# SOURCE DOCUMENT
Kelso’s biggest challenge is to figure out how to treat the growing number of aging inmates without breaking the bank. Inmates over the age of 55 have doubled in the past 10 years. The number of men over 60 will triple in the next eight years.

“So we’ve seen explosion in cardiovascular problems, an explosion in diabetes," he said. "We have a lot of inmates who have very serious liver disease because of an abuse of drugs and alcohol. But they’re all at the age now where you have those issues plus other chronic conditions."

Inmates are growing old behind bars for two reasons. Few lifers are granted parole. Government statistics show more than 7,000 were eligible in 2008. Fewer than 60 were released.

And because of a series of laws enacted in the past three decades that have lengthened sentences.

Beginning in the 70s with determinate sentencing -- a law that mandated minimum sentences.

The homicide rate had nearly double from the mid-60s to the late 70s. Charles Manson was a household name.

"Murder was on the rampage,” said Harriet Salarno. Salarno was among those rallying for change after her 18-year-old daughter was murdered in 1979. She founded the group Crime Victims United and raised enough money to hire a full time lobbyist in Sacramento.

"Public safety is in our constitution and it’s the priority and it must be served first,” said Salarno.

But long sentences come with a price. Clark Kelso’s office is finalizing plans to build a new billion-dollar prison in Stockton to house old inmates in need of chronic care and those in need of mental health services. And he’s looking for alternatives.

“The possibility of having such things as medical parole," said Kelso.

In other words, private nursing homes with security. That kind of initiative would have to be approved by legislators. Governor Arnold Schwarzenegger may already be leaning in that direction. In his State of the State Address earlier this month, Schwarzenegger said his administration was contemplating private options to bring down prison costs.

“Being 62 in prison is a struggle. You get sicker,” said Lauranzano.

In the meantime, Richard Lauranzano has developed a heart condition since his cancer has been in remission. He is now meeting with specialists, contemplating surgery.

Lauranzano is serving a 50 year sentence for seven counts of sexual offenses against children and murder.

# RECORDS PROVIDED
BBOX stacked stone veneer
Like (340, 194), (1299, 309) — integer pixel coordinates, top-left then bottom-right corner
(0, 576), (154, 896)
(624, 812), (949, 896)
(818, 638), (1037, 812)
---
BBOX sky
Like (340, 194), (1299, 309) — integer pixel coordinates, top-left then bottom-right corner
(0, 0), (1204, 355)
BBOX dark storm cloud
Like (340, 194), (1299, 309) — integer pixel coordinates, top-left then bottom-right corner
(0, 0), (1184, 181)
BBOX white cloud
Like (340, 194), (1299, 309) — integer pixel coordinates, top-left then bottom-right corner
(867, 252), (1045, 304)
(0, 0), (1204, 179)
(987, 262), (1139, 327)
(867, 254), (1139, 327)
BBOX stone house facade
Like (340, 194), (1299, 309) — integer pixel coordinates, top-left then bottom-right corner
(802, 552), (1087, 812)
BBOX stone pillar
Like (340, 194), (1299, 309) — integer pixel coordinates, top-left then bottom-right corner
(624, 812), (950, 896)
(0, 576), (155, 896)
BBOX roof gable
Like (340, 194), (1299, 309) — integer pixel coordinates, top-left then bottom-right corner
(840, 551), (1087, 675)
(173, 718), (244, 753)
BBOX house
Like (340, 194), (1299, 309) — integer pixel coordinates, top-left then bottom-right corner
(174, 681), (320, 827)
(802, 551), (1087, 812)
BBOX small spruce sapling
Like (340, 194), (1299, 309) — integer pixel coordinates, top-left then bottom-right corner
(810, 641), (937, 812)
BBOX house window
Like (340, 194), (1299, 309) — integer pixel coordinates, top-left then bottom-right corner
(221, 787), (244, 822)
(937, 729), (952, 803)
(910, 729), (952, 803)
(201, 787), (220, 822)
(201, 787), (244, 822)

# WHAT TO WORK ON
1) Summarize the article on aging prison inmates above in two sentences.
2) Reproduce the part of the article on aging prison inmates between "Kelso’s biggest challenge" and "mandated minimum sentences.", inclusive.

# REPLIES
1) Inmates over 55 have doubled in the past 10 years because few lifers are granted parole and laws passed over three decades have lengthened sentences, and the prisons now see an explosion in cardiovascular problems, diabetes and other chronic conditions. Clark Kelso's office is finalizing plans for a billion-dollar prison in Stockton for old inmates needing chronic care and those needing mental health services, and he is looking at alternatives such as medical parole.

2)
Kelso’s biggest challenge is to figure out how to treat the growing number of aging inmates without breaking the bank. Inmates over the age of 55 have doubled in the past 10 years. The number of men over 60 will triple in the next eight years.

“So we’ve seen explosion in cardiovascular problems, an explosion in diabetes," he said. "We have a lot of inmates who have very serious liver disease because of an abuse of drugs and alcohol. But they’re all at the age now where you have those issues plus other chronic conditions."

Inmates are growing old behind bars for two reasons. Few lifers are granted parole. Government statistics show more than 7,000 were eligible in 2008. Fewer than 60 were released.

And because of a series of laws enacted in the past three decades that have lengthened sentences.

Beginning in the 70s with determinate sentencing -- a law that mandated minimum sentences.